WHAT THE TASK ASKS | From the entries, copy every line that carries the string "fence".

MATERIAL SUPPLIED |

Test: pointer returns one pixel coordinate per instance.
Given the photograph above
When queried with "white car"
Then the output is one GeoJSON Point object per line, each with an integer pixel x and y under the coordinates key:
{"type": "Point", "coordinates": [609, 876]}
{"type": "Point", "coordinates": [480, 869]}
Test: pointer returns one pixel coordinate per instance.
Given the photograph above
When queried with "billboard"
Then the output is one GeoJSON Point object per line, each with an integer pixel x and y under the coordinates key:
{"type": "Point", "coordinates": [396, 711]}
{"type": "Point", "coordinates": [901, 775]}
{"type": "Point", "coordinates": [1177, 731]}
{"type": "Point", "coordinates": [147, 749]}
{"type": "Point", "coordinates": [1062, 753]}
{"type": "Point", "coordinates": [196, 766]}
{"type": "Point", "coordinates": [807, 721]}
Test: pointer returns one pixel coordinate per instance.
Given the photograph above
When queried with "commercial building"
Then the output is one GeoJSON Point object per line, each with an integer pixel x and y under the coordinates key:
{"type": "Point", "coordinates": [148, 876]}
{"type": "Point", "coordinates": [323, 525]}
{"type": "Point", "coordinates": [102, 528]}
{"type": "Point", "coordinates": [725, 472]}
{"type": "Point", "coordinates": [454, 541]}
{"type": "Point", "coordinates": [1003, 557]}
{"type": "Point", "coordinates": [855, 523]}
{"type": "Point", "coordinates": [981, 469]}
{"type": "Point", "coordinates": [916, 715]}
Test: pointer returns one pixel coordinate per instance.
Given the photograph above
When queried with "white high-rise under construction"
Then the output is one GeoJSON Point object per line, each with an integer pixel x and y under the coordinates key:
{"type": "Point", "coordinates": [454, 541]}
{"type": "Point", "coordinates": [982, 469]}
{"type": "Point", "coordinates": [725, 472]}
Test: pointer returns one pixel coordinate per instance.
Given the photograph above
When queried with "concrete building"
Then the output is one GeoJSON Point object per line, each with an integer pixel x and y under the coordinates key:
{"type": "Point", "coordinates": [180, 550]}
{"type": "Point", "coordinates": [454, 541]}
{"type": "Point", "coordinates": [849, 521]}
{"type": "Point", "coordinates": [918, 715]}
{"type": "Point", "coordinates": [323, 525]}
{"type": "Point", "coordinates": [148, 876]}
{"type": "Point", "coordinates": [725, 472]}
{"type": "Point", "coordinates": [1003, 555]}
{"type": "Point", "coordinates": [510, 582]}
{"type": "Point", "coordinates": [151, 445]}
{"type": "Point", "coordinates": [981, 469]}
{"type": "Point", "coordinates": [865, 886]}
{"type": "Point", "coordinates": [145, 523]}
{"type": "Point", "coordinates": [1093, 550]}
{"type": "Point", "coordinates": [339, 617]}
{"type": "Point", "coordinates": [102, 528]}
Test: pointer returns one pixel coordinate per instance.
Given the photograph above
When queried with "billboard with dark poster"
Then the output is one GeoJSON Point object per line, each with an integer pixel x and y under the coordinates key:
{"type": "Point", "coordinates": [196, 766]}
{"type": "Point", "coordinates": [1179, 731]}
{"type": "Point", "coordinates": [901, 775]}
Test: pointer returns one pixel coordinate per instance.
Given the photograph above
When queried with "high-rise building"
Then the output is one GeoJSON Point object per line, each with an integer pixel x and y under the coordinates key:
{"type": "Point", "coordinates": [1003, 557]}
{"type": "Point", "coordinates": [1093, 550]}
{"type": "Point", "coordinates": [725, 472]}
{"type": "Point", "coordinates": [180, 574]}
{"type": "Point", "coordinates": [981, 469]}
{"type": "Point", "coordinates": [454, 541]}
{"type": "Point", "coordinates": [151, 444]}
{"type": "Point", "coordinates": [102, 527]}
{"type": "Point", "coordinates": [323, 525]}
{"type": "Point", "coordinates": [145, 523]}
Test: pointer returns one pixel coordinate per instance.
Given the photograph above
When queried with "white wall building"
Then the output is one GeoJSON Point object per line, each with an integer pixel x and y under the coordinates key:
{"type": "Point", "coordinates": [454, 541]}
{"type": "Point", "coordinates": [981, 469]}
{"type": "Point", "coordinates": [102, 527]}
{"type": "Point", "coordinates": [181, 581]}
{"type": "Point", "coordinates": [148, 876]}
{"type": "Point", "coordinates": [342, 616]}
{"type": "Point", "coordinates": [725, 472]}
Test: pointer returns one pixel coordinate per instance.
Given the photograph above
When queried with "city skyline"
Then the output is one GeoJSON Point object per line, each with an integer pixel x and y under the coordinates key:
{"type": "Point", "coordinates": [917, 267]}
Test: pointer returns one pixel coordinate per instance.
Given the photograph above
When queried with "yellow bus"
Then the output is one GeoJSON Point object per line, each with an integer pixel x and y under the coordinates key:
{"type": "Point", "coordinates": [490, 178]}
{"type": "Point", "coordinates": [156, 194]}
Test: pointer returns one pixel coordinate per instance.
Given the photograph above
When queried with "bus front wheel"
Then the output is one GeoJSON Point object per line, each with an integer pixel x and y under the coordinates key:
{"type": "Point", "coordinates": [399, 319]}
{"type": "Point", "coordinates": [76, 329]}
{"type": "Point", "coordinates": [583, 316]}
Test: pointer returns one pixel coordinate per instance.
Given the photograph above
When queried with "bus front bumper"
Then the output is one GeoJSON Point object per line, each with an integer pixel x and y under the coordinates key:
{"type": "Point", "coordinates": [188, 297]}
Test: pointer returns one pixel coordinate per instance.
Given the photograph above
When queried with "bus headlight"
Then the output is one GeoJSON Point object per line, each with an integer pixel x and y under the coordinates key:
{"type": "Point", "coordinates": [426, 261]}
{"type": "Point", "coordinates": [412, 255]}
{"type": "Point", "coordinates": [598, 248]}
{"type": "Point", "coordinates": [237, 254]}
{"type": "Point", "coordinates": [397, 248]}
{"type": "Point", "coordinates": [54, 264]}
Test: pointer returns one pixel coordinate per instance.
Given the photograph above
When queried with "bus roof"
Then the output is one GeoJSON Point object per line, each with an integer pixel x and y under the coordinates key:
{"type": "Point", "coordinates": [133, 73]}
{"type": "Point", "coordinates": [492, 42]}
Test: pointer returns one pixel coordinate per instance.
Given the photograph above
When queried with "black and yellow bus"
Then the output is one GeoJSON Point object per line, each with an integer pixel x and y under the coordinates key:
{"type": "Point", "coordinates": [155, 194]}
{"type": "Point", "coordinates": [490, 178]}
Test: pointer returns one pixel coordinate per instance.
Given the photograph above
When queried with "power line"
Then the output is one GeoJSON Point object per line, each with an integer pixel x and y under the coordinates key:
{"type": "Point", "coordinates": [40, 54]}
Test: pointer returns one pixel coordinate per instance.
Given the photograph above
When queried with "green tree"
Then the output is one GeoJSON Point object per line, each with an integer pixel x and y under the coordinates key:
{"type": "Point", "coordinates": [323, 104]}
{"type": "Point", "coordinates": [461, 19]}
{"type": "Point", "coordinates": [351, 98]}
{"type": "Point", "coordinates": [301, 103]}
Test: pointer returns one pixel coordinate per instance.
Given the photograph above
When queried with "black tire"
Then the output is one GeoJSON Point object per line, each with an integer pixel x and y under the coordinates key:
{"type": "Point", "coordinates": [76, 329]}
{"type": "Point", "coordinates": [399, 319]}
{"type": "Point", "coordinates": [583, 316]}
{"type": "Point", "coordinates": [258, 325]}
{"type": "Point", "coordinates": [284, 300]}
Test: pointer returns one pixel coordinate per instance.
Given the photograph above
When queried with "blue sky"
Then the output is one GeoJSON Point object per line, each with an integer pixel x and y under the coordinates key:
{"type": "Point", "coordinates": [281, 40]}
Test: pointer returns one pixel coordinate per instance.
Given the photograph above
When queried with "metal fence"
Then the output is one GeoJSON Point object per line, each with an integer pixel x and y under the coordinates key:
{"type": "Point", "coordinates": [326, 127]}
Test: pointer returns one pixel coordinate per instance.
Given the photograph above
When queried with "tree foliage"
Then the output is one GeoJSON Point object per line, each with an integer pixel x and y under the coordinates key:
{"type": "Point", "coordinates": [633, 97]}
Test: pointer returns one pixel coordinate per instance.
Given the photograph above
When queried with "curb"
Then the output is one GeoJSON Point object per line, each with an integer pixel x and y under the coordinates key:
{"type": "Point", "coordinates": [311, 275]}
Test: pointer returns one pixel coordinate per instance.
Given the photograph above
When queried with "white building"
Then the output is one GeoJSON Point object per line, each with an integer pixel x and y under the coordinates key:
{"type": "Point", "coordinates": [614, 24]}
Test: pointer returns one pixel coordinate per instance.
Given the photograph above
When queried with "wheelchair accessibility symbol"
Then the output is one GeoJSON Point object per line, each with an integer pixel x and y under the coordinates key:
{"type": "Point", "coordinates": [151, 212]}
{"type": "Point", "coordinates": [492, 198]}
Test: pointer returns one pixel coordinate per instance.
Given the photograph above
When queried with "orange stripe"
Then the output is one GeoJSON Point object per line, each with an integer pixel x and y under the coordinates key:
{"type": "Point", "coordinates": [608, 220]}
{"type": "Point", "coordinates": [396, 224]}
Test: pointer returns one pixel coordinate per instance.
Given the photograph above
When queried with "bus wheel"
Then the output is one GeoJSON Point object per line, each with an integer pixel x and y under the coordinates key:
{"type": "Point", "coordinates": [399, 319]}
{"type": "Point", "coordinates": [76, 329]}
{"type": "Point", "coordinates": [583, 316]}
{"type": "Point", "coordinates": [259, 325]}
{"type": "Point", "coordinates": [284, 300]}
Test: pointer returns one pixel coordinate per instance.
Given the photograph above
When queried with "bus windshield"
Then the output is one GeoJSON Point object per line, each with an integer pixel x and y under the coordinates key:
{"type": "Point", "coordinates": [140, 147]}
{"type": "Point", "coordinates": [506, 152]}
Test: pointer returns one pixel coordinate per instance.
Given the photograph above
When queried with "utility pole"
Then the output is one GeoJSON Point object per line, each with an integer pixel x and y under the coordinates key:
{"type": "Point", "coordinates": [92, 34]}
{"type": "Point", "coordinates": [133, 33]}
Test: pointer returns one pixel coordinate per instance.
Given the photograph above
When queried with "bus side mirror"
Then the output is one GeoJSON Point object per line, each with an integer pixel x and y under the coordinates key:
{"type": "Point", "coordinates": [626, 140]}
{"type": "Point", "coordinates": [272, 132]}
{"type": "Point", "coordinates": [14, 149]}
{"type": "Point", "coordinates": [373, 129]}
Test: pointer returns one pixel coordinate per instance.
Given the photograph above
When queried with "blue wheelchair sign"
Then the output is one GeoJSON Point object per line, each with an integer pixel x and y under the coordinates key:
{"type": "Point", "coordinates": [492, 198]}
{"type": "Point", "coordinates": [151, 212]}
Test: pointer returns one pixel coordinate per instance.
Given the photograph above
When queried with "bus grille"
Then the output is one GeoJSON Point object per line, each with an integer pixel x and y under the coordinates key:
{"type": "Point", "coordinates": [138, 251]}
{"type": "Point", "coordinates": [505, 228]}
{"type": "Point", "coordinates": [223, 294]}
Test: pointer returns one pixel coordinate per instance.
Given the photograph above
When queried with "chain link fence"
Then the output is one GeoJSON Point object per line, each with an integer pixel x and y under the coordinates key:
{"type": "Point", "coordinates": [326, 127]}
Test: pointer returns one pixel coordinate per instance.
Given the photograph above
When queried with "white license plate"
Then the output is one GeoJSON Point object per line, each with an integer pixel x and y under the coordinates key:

ANSWER FOR THIS EXERCISE |
When queried with "metal fence"
When queried with "chain link fence"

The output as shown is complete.